• [EXERCISE]: Update the records below by replacing "even-odd rule" with "nonzero winding rule" everywhere it occurs, and reproduce every other line unchanged.

>> BEGIN

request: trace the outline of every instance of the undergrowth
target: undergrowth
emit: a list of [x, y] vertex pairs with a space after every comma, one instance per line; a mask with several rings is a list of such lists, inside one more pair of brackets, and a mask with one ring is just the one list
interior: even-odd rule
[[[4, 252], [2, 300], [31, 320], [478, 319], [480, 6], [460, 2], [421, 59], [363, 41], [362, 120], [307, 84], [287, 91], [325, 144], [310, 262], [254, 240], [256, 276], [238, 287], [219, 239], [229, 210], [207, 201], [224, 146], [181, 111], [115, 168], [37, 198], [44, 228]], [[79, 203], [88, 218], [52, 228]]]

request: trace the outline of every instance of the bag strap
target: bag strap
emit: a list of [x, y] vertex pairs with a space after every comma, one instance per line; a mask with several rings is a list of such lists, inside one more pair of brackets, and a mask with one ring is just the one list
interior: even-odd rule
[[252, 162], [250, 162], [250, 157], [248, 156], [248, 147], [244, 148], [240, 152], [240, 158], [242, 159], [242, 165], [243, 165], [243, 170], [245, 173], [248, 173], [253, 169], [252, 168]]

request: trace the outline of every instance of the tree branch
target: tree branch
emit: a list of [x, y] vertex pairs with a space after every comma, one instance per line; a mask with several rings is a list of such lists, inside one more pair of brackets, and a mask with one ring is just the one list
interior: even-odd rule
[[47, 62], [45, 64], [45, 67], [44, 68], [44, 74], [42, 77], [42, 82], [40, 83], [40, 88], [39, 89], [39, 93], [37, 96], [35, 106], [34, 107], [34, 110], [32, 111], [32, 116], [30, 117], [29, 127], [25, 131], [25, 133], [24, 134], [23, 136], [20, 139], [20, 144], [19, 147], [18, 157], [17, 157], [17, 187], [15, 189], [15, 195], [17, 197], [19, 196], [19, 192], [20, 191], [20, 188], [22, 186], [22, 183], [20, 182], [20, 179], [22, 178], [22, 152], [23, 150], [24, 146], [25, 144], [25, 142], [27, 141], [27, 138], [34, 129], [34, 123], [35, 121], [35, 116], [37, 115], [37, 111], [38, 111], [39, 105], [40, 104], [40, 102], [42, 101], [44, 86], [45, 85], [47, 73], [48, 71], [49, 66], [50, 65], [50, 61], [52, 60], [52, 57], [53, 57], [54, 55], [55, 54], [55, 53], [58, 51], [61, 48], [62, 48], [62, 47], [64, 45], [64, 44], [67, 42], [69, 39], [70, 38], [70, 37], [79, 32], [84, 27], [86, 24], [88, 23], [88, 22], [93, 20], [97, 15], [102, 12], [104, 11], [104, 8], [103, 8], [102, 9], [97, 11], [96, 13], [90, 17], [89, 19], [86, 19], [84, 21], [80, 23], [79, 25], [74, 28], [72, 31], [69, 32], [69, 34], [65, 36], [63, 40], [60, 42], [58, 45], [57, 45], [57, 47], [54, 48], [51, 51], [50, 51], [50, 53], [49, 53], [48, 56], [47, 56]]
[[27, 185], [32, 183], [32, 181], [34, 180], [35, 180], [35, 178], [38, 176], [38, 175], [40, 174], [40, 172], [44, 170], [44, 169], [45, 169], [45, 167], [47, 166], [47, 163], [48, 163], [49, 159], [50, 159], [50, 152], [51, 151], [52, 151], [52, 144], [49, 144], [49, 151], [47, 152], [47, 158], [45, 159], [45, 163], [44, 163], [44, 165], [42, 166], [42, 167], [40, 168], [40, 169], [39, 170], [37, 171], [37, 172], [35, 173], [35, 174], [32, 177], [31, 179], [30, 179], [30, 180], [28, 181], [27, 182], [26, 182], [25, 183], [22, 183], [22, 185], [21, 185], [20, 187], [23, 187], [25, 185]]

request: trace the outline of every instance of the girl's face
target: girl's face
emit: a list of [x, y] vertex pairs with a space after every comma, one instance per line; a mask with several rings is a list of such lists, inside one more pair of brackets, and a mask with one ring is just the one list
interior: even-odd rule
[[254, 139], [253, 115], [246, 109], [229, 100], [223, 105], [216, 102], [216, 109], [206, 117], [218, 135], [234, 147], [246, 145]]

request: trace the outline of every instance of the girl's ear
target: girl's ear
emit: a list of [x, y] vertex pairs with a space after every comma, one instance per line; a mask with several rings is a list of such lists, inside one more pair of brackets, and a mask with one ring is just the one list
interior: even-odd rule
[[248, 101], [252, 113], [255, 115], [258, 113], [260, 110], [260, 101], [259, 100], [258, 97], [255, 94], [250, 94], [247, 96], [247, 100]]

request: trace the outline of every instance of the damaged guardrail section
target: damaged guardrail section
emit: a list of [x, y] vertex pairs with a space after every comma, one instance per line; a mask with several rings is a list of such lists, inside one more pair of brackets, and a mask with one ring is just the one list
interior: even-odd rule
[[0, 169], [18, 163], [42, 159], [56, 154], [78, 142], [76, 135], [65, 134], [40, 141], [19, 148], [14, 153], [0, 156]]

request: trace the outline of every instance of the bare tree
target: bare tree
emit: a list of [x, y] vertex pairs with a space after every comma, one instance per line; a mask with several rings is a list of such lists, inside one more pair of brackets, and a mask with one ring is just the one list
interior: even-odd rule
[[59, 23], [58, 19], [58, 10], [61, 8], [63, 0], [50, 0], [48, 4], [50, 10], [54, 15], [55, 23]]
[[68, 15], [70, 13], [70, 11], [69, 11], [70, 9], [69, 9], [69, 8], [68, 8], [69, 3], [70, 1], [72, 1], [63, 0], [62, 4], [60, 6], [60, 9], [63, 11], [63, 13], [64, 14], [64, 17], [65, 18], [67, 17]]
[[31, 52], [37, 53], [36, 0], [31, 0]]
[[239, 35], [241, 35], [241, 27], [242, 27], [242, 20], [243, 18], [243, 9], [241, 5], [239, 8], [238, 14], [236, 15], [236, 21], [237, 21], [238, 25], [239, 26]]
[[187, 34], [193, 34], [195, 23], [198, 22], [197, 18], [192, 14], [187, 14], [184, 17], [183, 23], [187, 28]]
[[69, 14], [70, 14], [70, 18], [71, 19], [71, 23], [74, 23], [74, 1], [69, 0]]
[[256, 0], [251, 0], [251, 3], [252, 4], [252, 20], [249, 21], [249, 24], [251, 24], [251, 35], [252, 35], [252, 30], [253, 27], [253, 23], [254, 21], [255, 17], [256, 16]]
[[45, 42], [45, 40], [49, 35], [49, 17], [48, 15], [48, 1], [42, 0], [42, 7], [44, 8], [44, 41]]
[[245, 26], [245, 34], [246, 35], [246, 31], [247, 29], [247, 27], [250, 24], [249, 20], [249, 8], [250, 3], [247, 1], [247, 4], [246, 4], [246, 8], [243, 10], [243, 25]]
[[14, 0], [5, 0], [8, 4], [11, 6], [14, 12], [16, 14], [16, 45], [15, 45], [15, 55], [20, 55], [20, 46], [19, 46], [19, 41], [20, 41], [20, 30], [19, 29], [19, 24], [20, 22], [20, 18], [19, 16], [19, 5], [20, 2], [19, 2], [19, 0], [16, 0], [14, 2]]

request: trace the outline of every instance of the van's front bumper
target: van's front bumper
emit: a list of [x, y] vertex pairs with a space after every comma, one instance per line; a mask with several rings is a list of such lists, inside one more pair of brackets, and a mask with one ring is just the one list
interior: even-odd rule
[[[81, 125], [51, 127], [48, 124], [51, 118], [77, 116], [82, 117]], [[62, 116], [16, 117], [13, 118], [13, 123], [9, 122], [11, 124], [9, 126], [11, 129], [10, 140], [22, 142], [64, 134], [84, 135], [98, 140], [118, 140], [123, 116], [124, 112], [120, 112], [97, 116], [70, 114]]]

>> END

• [COMPLETE OUTPUT]:
request: trace the outline of every instance of the undergrowth
target: undergrowth
emit: a list of [x, y] vertex pairs with a space after every comma, one instance per line; a mask with several rings is a list of such lists, inside one more pair of brackets, and a mask with one ring is just the one list
interior: nonzero winding rule
[[[4, 252], [2, 300], [31, 320], [478, 319], [480, 6], [460, 2], [421, 59], [363, 41], [362, 120], [307, 84], [287, 91], [325, 144], [310, 262], [254, 240], [256, 276], [238, 287], [219, 239], [229, 210], [207, 201], [224, 146], [181, 111], [115, 168], [37, 198], [44, 228]], [[79, 203], [88, 218], [52, 228]]]

request: trace the outline of every instance of the bag strap
target: bag strap
emit: a list of [x, y] vertex pairs with a space after every comma, one instance per line; a mask with several rings is a list of such lists, inside one more pair of brackets, and a mask with one ring is just the one list
interior: nonzero winding rule
[[252, 162], [250, 162], [250, 157], [248, 156], [248, 147], [244, 148], [240, 152], [240, 158], [242, 159], [242, 165], [243, 165], [243, 170], [245, 173], [248, 173], [253, 169], [252, 168]]

request: trace the outline of every instance of the tree branch
target: tree branch
emit: a list of [x, y] vertex pairs with a space after every comma, one instance per line; a mask with several rings is a list of such lists, inside one more pair of brackets, and a mask with one ring is just the one list
interior: nonzero winding rule
[[47, 62], [45, 64], [45, 67], [44, 68], [44, 74], [42, 77], [42, 82], [40, 83], [40, 88], [39, 89], [39, 93], [37, 96], [35, 106], [34, 107], [34, 110], [32, 111], [32, 116], [30, 117], [29, 127], [25, 131], [25, 133], [24, 134], [23, 136], [20, 139], [20, 144], [19, 147], [18, 157], [17, 157], [17, 187], [15, 189], [15, 195], [17, 197], [19, 196], [19, 192], [20, 191], [20, 188], [22, 186], [22, 183], [20, 182], [20, 179], [22, 178], [22, 152], [23, 150], [24, 146], [25, 144], [25, 142], [27, 141], [27, 138], [34, 129], [34, 123], [35, 121], [35, 116], [37, 115], [37, 111], [38, 111], [39, 105], [40, 104], [40, 102], [42, 101], [44, 86], [45, 85], [47, 73], [48, 71], [49, 66], [50, 65], [50, 61], [52, 60], [52, 57], [53, 57], [54, 55], [55, 54], [55, 53], [58, 51], [61, 48], [62, 48], [62, 47], [64, 45], [64, 44], [67, 42], [69, 39], [70, 38], [70, 37], [79, 32], [84, 27], [86, 24], [88, 23], [88, 22], [93, 20], [97, 15], [102, 12], [104, 11], [104, 8], [103, 8], [102, 9], [97, 11], [96, 13], [90, 17], [89, 19], [86, 19], [84, 21], [80, 23], [79, 25], [74, 28], [72, 31], [69, 32], [69, 34], [65, 36], [63, 40], [60, 42], [58, 45], [57, 45], [57, 47], [54, 48], [51, 51], [50, 51], [50, 53], [49, 53], [48, 56], [47, 56]]
[[27, 185], [32, 183], [32, 181], [34, 180], [35, 180], [35, 178], [38, 176], [38, 175], [40, 174], [40, 172], [44, 170], [44, 169], [45, 169], [45, 167], [47, 166], [47, 163], [48, 163], [49, 159], [50, 159], [50, 152], [51, 151], [52, 151], [52, 144], [49, 144], [49, 151], [47, 152], [47, 158], [45, 159], [45, 163], [44, 163], [44, 165], [42, 166], [42, 167], [40, 168], [40, 169], [39, 170], [37, 171], [37, 172], [35, 173], [35, 174], [32, 177], [31, 179], [30, 179], [30, 180], [28, 181], [27, 182], [26, 182], [25, 183], [22, 183], [22, 185], [21, 185], [20, 187], [23, 187], [25, 185]]

request: trace the outline of every instance of the girl's face
target: girl's face
emit: a list of [x, y] vertex pairs with a space after every comma, one instance per line; a mask with several rings is a list of such lists, inside one more pair of brackets, and a mask with one ring is just the one list
interior: nonzero winding rule
[[254, 139], [253, 115], [246, 109], [229, 100], [223, 105], [216, 102], [216, 109], [206, 117], [218, 135], [234, 147], [246, 145]]

request: trace the outline of every instance of the girl's ear
target: girl's ear
emit: a list of [x, y] vertex pairs with a space after every comma, one instance per line; a mask with several rings is a list of such lists, inside one more pair of brackets, and a mask with one ring is just the one list
interior: nonzero winding rule
[[248, 101], [252, 113], [255, 115], [258, 113], [260, 110], [260, 101], [259, 100], [258, 97], [255, 94], [250, 94], [247, 96], [247, 100]]

request: trace the outline of every instance of the damaged guardrail section
target: damaged guardrail section
emit: a list of [x, y] vertex pairs with a space after every comma, one instance per line; a mask with several rings is a list of such lists, inside one more pair of brackets, and a mask with one ring is just the one list
interior: nonzero winding rule
[[0, 169], [18, 163], [42, 159], [56, 154], [78, 142], [76, 135], [65, 134], [40, 141], [19, 148], [14, 153], [0, 156]]

request: trace the outline of every instance of the bare tree
target: bare tree
emit: a list of [x, y] vertex pairs with a space after every comma, one instance per line; a mask with several rings is a list of such lists, inside one more pair of brackets, and a mask with one ring is just the one list
interior: nonzero winding rule
[[59, 23], [58, 19], [58, 10], [61, 8], [63, 0], [50, 0], [48, 4], [50, 10], [54, 15], [55, 23]]
[[68, 15], [70, 13], [70, 11], [69, 11], [70, 9], [69, 9], [69, 8], [68, 8], [69, 3], [70, 1], [72, 1], [63, 0], [62, 4], [60, 6], [60, 9], [63, 11], [63, 13], [64, 14], [64, 17], [65, 18], [67, 17]]
[[31, 52], [37, 53], [36, 0], [31, 0]]
[[239, 35], [241, 35], [241, 27], [242, 27], [242, 20], [243, 18], [243, 9], [241, 5], [239, 8], [238, 14], [236, 15], [236, 21], [237, 21], [238, 25], [239, 26]]
[[187, 34], [193, 34], [195, 23], [198, 22], [197, 18], [192, 14], [187, 14], [184, 17], [183, 23], [187, 28]]
[[69, 14], [70, 14], [70, 18], [71, 19], [71, 23], [74, 23], [74, 1], [69, 0]]
[[256, 0], [251, 0], [251, 3], [252, 4], [252, 20], [249, 21], [249, 24], [251, 24], [251, 35], [252, 35], [252, 30], [253, 27], [253, 23], [254, 21], [255, 17], [256, 16]]
[[45, 42], [45, 40], [49, 35], [49, 17], [48, 15], [48, 1], [42, 0], [42, 7], [44, 8], [44, 41]]
[[245, 26], [245, 34], [246, 35], [246, 31], [247, 29], [247, 27], [250, 24], [249, 20], [249, 8], [250, 3], [247, 1], [247, 4], [246, 4], [246, 8], [243, 10], [243, 25]]
[[14, 0], [5, 0], [8, 4], [11, 6], [14, 12], [16, 14], [16, 45], [15, 45], [15, 55], [20, 55], [20, 46], [19, 46], [19, 41], [20, 41], [20, 30], [19, 29], [19, 24], [20, 22], [20, 18], [19, 16], [19, 5], [20, 2], [19, 2], [19, 0], [16, 0], [14, 2]]

request: trace the outline of every instance of the van's front bumper
target: van's front bumper
emit: a list of [x, y] vertex pairs with a space after every comma, one instance per line; a mask with several rings is a list of such lists, inside one more pair of brackets, and a mask with one ring is just the one list
interior: nonzero winding rule
[[[81, 125], [51, 127], [48, 124], [51, 118], [77, 116], [82, 117]], [[62, 116], [16, 117], [13, 118], [13, 123], [9, 122], [11, 124], [9, 126], [11, 129], [10, 140], [22, 142], [64, 134], [84, 135], [98, 140], [118, 140], [123, 116], [124, 112], [120, 112], [97, 116], [70, 114]]]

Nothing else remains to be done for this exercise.